[Opening Source records section]

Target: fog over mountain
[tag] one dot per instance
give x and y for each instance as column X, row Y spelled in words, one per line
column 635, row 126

[Closing Source records section]
[Opening Source records section]

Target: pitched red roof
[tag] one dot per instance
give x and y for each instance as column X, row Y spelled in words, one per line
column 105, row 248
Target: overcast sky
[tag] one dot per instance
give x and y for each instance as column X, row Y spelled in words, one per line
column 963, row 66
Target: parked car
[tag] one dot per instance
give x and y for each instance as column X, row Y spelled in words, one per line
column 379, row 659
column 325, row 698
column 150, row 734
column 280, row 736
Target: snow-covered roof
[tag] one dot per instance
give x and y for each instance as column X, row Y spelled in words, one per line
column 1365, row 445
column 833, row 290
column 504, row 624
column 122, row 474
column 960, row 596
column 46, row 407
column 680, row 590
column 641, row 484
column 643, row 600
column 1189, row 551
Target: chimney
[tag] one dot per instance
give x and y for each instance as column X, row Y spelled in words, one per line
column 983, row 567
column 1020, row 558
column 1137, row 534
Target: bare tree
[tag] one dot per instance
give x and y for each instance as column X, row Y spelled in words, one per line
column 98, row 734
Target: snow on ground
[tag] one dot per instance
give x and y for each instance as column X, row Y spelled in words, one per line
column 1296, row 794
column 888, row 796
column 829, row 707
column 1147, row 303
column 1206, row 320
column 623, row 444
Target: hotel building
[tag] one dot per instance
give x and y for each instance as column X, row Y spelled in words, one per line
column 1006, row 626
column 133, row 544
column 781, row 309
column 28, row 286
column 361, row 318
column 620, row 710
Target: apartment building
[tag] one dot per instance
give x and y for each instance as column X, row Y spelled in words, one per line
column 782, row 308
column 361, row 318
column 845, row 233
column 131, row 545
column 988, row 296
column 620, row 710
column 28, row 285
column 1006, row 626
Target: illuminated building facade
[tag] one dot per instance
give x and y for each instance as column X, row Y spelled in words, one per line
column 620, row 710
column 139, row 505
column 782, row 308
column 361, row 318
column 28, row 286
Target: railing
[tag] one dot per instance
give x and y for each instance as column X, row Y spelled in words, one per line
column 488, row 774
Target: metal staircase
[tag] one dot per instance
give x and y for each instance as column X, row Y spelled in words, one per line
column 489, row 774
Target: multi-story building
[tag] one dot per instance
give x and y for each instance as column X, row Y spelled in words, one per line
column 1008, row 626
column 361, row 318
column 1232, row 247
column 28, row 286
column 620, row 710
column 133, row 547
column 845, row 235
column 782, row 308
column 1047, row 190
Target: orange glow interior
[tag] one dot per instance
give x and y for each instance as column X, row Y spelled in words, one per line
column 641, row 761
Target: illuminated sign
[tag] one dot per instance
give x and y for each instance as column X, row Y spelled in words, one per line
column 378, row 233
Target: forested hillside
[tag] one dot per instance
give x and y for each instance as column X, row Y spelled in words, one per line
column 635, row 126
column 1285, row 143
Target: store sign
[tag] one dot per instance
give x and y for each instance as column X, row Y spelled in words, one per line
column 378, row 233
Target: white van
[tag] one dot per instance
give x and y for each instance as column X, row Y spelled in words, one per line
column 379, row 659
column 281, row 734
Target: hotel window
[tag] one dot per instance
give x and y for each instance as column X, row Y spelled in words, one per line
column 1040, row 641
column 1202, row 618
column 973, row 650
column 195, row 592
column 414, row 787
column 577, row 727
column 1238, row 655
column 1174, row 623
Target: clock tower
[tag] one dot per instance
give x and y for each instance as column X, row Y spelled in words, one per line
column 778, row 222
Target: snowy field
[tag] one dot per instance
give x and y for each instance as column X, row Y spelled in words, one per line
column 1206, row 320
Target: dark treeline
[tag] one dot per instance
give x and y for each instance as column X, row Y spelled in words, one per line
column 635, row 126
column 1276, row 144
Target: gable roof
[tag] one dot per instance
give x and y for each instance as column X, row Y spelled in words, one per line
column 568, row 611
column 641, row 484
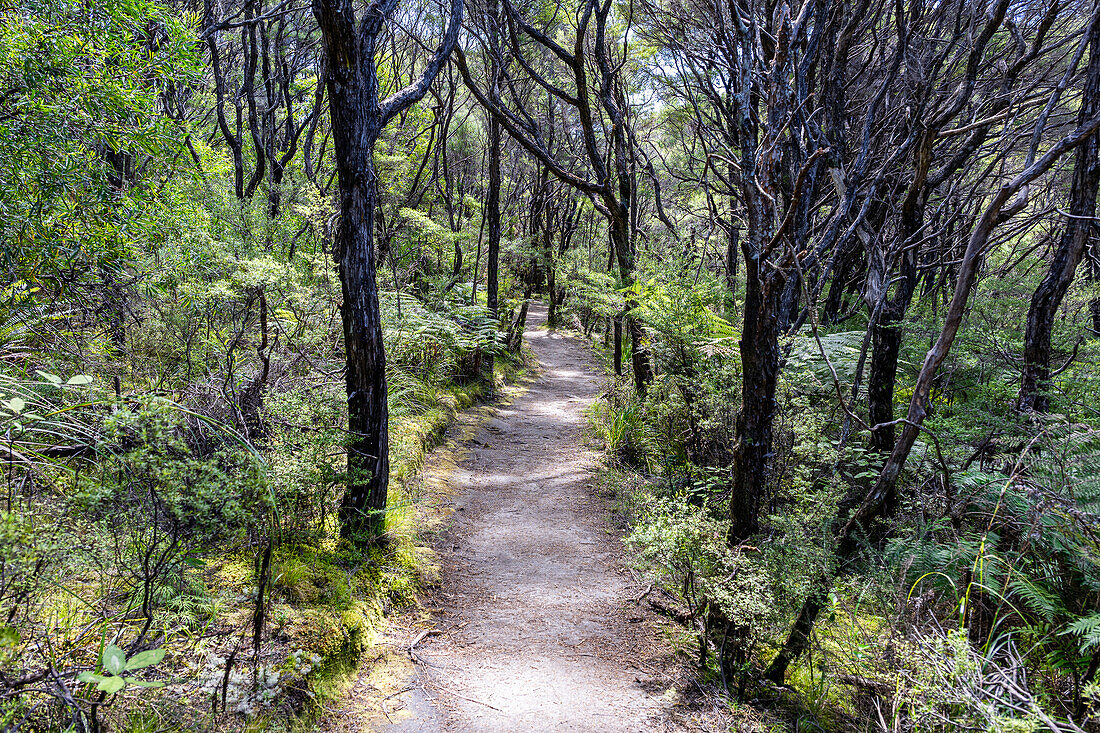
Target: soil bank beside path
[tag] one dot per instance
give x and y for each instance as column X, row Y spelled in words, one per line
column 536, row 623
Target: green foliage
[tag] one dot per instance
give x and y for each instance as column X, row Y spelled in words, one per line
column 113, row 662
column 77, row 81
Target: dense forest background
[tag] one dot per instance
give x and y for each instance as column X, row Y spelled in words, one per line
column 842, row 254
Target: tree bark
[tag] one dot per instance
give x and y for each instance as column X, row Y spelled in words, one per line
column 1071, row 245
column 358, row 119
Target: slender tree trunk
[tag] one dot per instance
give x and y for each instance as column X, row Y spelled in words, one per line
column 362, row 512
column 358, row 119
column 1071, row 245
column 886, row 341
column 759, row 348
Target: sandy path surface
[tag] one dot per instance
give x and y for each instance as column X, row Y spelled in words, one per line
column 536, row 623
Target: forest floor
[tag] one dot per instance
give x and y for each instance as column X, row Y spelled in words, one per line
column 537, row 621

[Closing Source records section]

• _Activity_: Considering only lines that contain the word "building", say how many there are in the data, with no other text.

• _Output_: 4